WORK INSTRUCTIONS:
A: In the article on OSS use for Italian VAT, reproduce the passage starting with "Subsequently, with Legislative" and going on through "State of consumption.", putting "remote sales" in place of "distance sales".
B: According to the article on OSS use for Italian VAT, which legislative decree transposed Directive 2008/8/EC in Italy?
C: Write the next part of the article on OSS use for Italian VAT, picking up after its final sentence.

SELECTED PASSAGE:
━━━━━━━━━━━━━━━━━━━━

The foreign Country of identification determines whether the OSS can be used to pay Italian VAT on transactions carried out before the date of adhesion to this regime

Edited by Davide Accorsi, Stefano Luigi Airaghi and Tommaso Costa

In their reply No. 253/2023, dated March 17, 2023, the Italian tax authorities provided feedback to a ruling request submitted by a company established in the European Union (hereinafter, “EU”), which, in the 2016-2021 tax period, carried out, among others, electronic services ex Article 7 of Council Implementing Regulation (EU) No. 282/2011, to non-taxable customers, by erroneously charging VAT on such transactions in its Country of establishment instead of in the place where the customer is established or has his permanent address or habitual residence, as prescribed by Article 58 of Directive 2006/112/EC.

Reporting that it opted for the One Stop Shop (so-called “OSS”) scheme since January 1, 2022, the applicant company sought permission to pay the VAT due for the 2016-2021 period through the first useful OSS declaration, avoiding a registration in Italy.

In their response, the Italian tax authorities observe how the Italian legislator transposed Directive 2008/8/EC in Italy with Legislative Decree No. 42/2015 and that, with the same decree, the special Mini One Stop Shop regime (so-called “MOSS”), which offered, to entities providing telecommunication, broadcasting, and electronic services (hereinafter also “TTE”) to final consumers (B2C) domiciled within the EU, the possibility to identify themselves in a single member State to fulfill the obligations related to the payment of VAT for services supplied in each member State.

Subsequently, with Legislative Decree No. 83/2021, the dispositions introduced by Directive 2017/2455/EU and Directive 1995/2019/EU regarding the VAT rules applicable to B2C cross-border e-commerce were transposed in Italy as well, implying the extension of the MOSS (initially operating limitedly to “TTE” supplies of services) also to the following transactions:

  • Intra-Community distance sales of goods;
  • distance sales of goods imported from non-EU territories or Countries;
  • domestic supplies of goods facilitated by platforms;
  • supplies of services by taxable persons not established within the EU or by taxable persons established in the EU but not in the member State of consumption.

━━━━━━━━━━━━━━━━━━━━

DATA SUPPLIED:
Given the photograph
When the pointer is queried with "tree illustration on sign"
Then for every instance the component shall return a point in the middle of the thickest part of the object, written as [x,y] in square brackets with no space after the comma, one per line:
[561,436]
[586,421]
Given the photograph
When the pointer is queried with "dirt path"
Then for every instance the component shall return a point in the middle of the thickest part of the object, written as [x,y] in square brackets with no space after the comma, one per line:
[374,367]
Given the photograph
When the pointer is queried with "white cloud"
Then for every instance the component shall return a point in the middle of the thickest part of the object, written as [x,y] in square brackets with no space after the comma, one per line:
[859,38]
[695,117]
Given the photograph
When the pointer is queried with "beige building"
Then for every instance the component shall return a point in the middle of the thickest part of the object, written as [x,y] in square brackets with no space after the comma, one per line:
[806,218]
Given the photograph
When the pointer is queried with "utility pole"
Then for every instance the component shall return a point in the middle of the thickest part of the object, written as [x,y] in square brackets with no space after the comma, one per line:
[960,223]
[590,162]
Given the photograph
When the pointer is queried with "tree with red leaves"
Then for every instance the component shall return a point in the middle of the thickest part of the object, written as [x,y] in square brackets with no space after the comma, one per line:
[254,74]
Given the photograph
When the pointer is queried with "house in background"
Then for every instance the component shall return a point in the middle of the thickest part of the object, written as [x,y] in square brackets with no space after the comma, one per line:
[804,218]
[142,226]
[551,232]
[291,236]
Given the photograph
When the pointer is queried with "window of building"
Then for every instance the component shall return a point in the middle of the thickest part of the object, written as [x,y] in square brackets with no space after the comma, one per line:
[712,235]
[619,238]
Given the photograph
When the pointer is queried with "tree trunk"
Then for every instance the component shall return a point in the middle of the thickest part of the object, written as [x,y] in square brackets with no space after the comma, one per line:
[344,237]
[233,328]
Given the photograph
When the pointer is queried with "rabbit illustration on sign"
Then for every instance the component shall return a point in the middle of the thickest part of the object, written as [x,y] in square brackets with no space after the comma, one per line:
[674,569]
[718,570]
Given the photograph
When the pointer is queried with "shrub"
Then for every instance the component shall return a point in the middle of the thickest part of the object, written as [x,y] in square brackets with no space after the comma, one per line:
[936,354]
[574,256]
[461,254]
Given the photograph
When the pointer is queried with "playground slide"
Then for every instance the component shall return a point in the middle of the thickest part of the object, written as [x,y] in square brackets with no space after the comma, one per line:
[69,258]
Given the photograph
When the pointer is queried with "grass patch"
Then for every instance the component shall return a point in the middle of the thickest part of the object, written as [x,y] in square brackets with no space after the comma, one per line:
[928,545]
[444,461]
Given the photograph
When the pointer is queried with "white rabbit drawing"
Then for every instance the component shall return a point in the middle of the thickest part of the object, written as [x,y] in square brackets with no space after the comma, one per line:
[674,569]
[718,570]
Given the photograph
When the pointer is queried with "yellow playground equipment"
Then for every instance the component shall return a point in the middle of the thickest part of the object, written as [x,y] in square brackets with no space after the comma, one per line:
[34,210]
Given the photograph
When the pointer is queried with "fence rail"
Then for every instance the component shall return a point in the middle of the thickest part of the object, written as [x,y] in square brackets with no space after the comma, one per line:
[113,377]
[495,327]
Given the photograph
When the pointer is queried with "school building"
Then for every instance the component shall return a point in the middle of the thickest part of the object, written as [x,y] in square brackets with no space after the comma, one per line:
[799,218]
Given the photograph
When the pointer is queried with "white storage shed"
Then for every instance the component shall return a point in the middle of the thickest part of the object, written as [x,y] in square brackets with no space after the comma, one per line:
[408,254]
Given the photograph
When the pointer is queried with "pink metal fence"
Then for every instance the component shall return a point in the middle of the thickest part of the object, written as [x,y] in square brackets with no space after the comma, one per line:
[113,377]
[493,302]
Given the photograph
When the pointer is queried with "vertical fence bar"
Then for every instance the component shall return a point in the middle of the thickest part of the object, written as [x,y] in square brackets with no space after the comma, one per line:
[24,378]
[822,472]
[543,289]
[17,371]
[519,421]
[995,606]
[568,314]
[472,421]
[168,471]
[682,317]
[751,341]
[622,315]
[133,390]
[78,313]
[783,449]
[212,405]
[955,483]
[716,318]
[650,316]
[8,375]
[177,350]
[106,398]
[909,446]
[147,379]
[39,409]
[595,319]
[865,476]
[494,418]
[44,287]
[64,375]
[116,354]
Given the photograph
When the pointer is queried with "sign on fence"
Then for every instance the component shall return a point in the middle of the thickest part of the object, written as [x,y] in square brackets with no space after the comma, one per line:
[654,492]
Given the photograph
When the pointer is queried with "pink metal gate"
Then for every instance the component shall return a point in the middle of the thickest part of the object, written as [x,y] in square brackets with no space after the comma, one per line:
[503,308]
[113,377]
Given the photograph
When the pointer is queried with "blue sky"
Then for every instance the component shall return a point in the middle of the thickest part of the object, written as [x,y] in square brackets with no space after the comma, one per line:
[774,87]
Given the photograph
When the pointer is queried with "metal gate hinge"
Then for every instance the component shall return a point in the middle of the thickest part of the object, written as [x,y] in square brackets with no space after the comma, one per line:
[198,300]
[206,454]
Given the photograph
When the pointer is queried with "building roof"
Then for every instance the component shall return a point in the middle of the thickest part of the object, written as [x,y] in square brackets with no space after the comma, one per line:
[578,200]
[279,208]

━━━━━━━━━━━━━━━━━━━━

ANSWERS FOR THE EXERCISE:
A:
Subsequently, with Legislative Decree No. 83/2021, the dispositions introduced by Directive 2017/2455/EU and Directive 1995/2019/EU regarding the VAT rules applicable to B2C cross-border e-commerce were transposed in Italy as well, implying the extension of the MOSS (initially operating limitedly to “TTE” supplies of services) also to the following transactions:

  • Intra-Community remote sales of goods;
  • remote sales of goods imported from non-EU territories or Countries;
  • domestic supplies of goods facilitated by platforms;
  • supplies of services by taxable persons not established within the EU or by taxable persons established in the EU but not in the member State of consumption.

B: Legislative Decree No. 42/2015.

C:
Through the new one-stop portal, which includes the so-called “OSS” and “iOSS” (i.e., import One Stop Shop) schemes, it is therefore possible to declare and pay VAT on intra-EU sales of goods and services only in the member State of registration.

However, pursuant to Article 57(d), paragraph 1, of Implementing Regulation (EU) No. 282/2011, the adhesion to the scheme has effect only starting from the beginning of the quarter following the registration on the portal. The only exception concerns the first transaction relevant for the purposes of the scheme under consideration, for which an ”anticipated” (rectius, from the moment of its execution) use of the special scheme is permitted ” provided the taxable person informs the Member State of identification of the commencement of his activities to be covered by the scheme no later than the tenth day of the month following that first supply“.

Likewise, Directive 2006/112/EC, in ruling the terms and content of VAT returns (Articles 364 et seq.), refers only to supplies, covered by the special regimes, made during the tax period. Accordingly, Article 74-sexies of Presidential Decree No. 633/1972 states that the declarations submitted by the entities adhering to the special regimes must report the amount of transactions “carried out during the reference period“.

For the reasons just described, the Italian tax authorities considered that the solution proposed by the applicant company to regularize the VAT debt related to electronic services rendered in the period 2016-2021 to private consumers established in Italy using the OSS regime is not viable.

In addition, the Italian tax authorities clarify that the general provisions on administrative penalties for violations of tax rules contained in Legislative Decree No. 472/1997 apply, insofar as they are compatible, to violations committed under the MOSS special scheme.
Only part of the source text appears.